● **TASK PROMPT**: Present the listing below as a numbered list, one entry per line, omitting blank lines and leaving out the pictures.

--------------------------------

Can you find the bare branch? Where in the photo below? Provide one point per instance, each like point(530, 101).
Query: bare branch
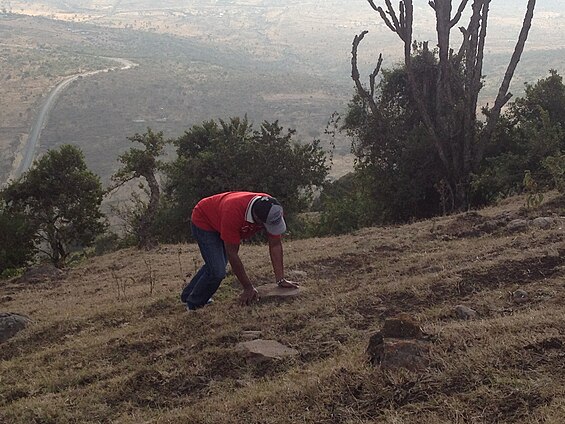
point(355, 73)
point(503, 96)
point(372, 3)
point(392, 13)
point(373, 76)
point(386, 20)
point(460, 10)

--------------------------------

● **TASK RESULT**:
1. Can you find the bare branch? Where in the photo below? Provide one point per instance, each like point(530, 101).
2. Query: bare branch
3. point(355, 73)
4. point(503, 96)
5. point(372, 3)
6. point(392, 13)
7. point(373, 76)
8. point(386, 20)
9. point(460, 10)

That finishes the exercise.